Bunun yanında düşünce ise şöyle bir seydir “Bugun çok güneşli”, “Acaba günün kalanında ne yapacağım”. “Acaba bugün fırtına olacak mı”.”Bugün sıcak olacak”. Bunlar hep düşünceler ve bunda bir problem yok.

 

O zaman “Bugün güzel bir gün….” bilinçtir. “Kendim için bir şey yapacağım.” düşüncedir. Bunun işleyişi böyledir.  Bilinç ve düşünce arasındaki fark, noktalar arasındaki farktır = açık uçlu nokta nokta nokta nokta ve cümle sonundaki tek nokta.

Düşünceler bir yapıya sahiptir. Düşünceler geçicidir. Düşünceler heykeller gibidir. Tanımlanmışlardır, ve sonlarında tek nokta vardır. Onun (düşüncenin) sonu budur (noktadır).

 

Beyninizde her gün ve her zaman bir sürü düşünce vardır. Tam şu anda biz konuşurken bile- şöyle düşünceleriniz var “Bunu anladım mı? Bunu anlamak istiyor muyum?” veya “Vay, bu çok zekiceydi Adamus”. Bunlar hep düşünce.

Olayın özü bilinç – ki “Bugün güzel bir gün….” gibi kelimelere bile ihtiyacınız yok, bilinç sadece “Bu ….” nokta nokta nokta nokta gibi bir şeydir. Bunu tahtaya yazalım “Bu ….” - burada başka bir şey katmaya bile calışmıyorsunuz. Küçücük bir şey koymak yeterlidir. “Bugün güzel bir gün….” bu iyi, bu bilinçlidir. Ama eninde sonunda o, “Bu…., Bu….” olacaktır, ve sonra bunu hissedeceksiniz, deneyimleyeceksiniz. Hissiyati deneyimleyeceksiniz ve sonra dışarı çıkıp, bunu fiziki ve zihni olarak deneyimleyeceksiniz.

Veri Bölümü -
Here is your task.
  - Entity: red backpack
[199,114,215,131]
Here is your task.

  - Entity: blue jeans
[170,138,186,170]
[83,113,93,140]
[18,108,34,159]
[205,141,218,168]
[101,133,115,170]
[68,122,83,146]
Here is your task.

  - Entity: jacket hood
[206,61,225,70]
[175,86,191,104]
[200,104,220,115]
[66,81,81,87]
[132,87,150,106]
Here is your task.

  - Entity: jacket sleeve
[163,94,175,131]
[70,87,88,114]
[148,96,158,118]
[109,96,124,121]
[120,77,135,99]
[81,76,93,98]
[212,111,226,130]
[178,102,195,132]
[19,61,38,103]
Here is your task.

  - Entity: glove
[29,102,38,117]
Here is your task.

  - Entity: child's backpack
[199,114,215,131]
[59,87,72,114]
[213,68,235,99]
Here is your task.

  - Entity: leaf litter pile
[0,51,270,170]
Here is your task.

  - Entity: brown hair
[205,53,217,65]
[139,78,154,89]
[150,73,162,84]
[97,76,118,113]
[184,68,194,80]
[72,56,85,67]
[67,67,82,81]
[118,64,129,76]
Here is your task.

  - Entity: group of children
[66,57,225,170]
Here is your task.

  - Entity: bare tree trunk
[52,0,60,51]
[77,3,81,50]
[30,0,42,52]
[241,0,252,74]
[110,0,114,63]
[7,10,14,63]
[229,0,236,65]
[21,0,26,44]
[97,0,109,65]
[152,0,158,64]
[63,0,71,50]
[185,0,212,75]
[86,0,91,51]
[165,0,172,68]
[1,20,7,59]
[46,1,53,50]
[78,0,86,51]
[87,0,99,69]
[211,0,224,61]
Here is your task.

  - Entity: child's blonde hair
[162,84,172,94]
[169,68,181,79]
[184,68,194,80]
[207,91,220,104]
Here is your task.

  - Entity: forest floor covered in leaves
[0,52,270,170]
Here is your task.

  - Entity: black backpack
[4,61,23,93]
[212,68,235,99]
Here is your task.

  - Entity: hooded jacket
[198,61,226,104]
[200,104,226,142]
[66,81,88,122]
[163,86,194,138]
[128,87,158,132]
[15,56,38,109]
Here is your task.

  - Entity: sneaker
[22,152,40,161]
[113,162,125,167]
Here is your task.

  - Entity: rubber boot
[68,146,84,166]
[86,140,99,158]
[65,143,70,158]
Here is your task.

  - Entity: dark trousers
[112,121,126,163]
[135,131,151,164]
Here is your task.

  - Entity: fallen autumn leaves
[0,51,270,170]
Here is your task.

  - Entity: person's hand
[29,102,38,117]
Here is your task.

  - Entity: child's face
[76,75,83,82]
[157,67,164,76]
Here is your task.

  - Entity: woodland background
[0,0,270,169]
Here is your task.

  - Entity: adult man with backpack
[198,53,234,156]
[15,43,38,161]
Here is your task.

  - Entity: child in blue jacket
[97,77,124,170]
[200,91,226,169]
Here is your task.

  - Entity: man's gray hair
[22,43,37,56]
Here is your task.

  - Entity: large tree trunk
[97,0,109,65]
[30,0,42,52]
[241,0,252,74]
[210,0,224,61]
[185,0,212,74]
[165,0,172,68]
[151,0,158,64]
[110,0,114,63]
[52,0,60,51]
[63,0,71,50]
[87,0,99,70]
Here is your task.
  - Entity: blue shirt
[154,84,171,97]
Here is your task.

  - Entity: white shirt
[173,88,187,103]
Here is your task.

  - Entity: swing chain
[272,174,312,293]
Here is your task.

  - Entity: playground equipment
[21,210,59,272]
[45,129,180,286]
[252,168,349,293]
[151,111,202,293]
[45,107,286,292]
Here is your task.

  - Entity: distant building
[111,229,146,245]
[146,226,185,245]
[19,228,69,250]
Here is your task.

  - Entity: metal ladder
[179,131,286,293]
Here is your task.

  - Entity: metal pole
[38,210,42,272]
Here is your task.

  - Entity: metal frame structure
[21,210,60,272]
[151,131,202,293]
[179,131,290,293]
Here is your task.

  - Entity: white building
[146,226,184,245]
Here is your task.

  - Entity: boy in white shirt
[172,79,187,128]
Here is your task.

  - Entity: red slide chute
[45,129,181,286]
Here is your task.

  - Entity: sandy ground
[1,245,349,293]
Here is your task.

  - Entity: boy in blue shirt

Yapılacak Görevler -
1 - Kaynak metinde "Bunun yanında düşünce" ifadesinden "bir problem yok." ifadesine kadar uzanan bölümü, iki ucu da dahil olmak üzere, hiçbir değişiklik yapmadan çıktı olarak ver.
2 - Kaynak metni iki cümlede özetle.
3 - Kaynak metinde düşünceler neye benzetilmektedir?
Kayıtların buradaki işle hiçbir ilgisi yoktur.

Alıştırma Yanıtları -
1 -
Bunun yanında düşünce ise şöyle bir seydir “Bugun çok güneşli”, “Acaba günün kalanında ne yapacağım”. “Acaba bugün fırtına olacak mı”.”Bugün sıcak olacak”. Bunlar hep düşünceler ve bunda bir problem yok.

2 - Düşünceler yapısı olan, geçici, heykeller gibi tanımlanmış ve sonunda tek nokta bulunan şeylerdir; bilinç ise "Bu…." gibi açık uçlu bir şeydir. Bilinç ile düşünce arasındaki fark, açık uçlu noktalar ile cümle sonundaki tek nokta arasındaki farktır; bilinç eninde sonunda hissedilecek, fiziksel ve zihinsel olarak deneyimlenecektir.

3 - Heykellere.